What you have to do:
Find "Exercise. Tag every instance of the warm" in the records that follow; print that line and each subsequent line through the last one, verbatim and with nothing added.

Given data:
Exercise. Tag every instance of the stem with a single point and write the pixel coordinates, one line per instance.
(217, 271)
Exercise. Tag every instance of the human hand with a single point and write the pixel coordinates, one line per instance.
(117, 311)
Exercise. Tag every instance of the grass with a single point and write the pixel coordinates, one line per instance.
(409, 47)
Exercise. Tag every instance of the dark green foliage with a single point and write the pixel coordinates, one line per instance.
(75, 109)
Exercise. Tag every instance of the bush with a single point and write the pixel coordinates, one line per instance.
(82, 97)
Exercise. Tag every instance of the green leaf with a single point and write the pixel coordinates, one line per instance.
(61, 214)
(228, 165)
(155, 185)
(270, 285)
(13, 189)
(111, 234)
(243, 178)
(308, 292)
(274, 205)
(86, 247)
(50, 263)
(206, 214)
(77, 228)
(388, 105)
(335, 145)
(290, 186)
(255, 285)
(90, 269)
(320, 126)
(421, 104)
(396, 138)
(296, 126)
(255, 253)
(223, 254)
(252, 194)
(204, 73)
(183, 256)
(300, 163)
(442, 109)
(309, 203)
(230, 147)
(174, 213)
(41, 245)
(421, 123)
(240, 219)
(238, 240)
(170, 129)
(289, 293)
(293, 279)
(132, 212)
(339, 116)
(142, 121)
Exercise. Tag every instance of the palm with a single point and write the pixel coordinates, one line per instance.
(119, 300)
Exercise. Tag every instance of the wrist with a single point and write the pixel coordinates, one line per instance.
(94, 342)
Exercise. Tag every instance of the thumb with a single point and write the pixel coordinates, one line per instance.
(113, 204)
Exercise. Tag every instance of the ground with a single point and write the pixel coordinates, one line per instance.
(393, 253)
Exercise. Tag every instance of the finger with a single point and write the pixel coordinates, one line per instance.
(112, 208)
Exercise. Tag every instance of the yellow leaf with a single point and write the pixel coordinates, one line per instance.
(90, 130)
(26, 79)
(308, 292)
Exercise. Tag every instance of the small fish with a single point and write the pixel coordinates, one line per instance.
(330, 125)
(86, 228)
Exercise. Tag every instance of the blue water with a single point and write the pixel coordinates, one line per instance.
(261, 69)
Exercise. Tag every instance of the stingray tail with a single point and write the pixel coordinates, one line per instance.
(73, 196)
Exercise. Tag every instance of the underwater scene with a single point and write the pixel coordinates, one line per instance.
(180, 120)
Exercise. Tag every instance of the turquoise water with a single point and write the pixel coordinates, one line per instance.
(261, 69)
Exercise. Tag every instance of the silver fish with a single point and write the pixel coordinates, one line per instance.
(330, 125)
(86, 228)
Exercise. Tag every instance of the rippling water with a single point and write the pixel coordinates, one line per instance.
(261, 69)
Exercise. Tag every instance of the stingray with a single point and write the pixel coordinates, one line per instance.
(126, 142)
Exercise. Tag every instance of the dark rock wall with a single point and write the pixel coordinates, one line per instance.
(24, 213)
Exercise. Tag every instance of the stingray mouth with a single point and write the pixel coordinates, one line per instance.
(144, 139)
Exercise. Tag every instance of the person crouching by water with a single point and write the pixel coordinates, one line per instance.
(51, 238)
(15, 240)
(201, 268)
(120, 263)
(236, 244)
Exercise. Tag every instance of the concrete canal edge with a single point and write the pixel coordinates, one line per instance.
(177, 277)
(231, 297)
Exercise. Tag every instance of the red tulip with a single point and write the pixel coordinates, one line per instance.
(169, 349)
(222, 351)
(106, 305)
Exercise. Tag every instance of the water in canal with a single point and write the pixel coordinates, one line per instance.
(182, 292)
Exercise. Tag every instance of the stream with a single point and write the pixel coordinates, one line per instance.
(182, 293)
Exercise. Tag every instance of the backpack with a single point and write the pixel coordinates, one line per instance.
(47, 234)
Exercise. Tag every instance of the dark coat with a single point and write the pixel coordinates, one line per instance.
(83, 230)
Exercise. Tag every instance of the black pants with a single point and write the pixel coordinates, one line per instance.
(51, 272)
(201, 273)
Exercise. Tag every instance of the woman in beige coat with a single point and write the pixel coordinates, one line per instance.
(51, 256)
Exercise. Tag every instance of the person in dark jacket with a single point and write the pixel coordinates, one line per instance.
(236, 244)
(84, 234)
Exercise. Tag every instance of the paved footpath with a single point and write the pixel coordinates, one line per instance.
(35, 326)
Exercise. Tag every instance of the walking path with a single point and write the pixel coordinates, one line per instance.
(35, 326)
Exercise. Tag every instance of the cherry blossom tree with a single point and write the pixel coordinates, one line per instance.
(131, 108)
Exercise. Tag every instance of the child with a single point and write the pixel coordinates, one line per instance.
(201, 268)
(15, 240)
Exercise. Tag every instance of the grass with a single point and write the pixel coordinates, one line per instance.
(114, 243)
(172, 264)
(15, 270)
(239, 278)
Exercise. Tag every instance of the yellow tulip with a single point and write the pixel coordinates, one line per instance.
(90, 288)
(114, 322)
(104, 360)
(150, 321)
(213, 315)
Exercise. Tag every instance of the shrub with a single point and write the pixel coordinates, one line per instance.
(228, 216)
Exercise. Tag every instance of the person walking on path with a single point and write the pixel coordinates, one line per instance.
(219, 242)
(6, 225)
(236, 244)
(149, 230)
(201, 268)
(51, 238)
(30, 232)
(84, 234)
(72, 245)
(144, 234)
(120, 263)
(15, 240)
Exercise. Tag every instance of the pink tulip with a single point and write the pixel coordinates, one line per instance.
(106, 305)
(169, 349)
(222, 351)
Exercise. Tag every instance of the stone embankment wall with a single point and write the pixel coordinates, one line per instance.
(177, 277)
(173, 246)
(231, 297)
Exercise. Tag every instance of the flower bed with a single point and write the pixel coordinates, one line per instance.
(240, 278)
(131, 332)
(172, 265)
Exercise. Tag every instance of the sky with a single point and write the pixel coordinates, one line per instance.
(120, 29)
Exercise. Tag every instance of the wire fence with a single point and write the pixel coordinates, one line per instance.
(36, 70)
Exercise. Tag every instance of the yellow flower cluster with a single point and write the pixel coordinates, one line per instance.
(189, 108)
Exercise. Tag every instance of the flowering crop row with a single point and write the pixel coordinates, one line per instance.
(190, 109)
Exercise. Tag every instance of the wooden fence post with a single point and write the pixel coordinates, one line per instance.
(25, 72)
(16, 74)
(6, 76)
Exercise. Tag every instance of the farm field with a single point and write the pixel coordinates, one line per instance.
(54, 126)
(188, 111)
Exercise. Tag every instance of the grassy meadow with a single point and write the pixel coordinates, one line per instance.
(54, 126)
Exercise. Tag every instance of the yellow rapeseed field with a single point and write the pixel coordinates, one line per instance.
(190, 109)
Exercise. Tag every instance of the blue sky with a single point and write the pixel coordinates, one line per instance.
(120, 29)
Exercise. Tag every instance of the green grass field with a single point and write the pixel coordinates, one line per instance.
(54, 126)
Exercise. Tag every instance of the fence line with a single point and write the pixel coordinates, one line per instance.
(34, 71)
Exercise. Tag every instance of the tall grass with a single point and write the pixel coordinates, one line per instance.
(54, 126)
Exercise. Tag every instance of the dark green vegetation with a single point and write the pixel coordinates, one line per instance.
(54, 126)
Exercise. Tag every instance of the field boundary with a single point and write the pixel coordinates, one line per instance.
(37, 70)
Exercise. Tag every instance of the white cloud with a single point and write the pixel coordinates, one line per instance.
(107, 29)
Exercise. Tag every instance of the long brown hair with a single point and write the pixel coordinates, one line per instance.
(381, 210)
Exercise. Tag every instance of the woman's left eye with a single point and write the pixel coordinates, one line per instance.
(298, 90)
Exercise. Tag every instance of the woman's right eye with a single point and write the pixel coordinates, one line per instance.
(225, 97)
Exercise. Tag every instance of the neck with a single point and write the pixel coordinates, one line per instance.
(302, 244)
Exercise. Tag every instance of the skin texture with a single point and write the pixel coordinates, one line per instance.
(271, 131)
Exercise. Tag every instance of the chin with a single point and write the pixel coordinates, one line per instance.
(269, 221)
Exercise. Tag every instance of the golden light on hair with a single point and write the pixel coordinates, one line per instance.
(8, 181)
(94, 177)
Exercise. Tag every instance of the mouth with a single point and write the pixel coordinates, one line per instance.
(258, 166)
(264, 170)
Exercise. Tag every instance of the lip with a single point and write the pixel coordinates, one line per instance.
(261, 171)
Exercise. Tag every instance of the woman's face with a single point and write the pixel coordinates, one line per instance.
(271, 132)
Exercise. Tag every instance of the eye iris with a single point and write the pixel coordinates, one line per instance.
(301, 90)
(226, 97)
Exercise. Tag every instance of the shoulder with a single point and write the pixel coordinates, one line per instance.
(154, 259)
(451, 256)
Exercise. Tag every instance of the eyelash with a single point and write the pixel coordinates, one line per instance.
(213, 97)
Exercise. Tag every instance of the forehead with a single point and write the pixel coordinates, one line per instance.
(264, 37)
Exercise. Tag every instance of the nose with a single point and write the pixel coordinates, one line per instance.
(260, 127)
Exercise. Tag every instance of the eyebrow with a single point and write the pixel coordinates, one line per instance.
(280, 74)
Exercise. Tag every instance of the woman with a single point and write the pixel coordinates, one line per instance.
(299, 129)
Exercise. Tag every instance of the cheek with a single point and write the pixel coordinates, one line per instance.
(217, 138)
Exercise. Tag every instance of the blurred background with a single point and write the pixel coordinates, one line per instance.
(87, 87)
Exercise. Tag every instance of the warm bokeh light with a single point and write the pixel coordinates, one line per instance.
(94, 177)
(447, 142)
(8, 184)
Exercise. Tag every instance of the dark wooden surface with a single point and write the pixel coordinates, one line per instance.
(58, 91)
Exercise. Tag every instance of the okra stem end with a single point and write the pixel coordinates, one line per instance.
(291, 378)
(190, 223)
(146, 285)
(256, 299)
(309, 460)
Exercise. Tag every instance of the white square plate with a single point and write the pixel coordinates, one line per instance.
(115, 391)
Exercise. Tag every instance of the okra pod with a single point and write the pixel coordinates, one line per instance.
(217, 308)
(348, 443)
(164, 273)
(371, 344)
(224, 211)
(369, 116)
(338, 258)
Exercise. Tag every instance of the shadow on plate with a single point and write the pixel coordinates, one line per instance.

Answer below:
Exercise. Tag every instance of the warm bokeh light with a single point and write the pixel coordinates, one line per instance.
(94, 177)
(447, 142)
(8, 184)
Exercise. Tag every instance of the dark wooden surface with a single point and write the pixel coordinates, one line per instance.
(58, 91)
Exercise. Tag every instance of the okra stem end with a single point and write the pixel coordinates, one line per instance.
(291, 378)
(190, 223)
(146, 285)
(256, 299)
(309, 460)
Exercise. Tag every instance of the white square plate with a single point and write the pixel coordinates, one line per instance.
(115, 391)
Exercise. Tag every instance of the okra pod with a single point and write the pixel coordinates, one line per instance.
(217, 308)
(348, 443)
(164, 273)
(371, 344)
(224, 211)
(369, 116)
(338, 258)
Exercise. Tag every instance of the shadow on plate with a single point and write the pixel coordinates, one line per instance.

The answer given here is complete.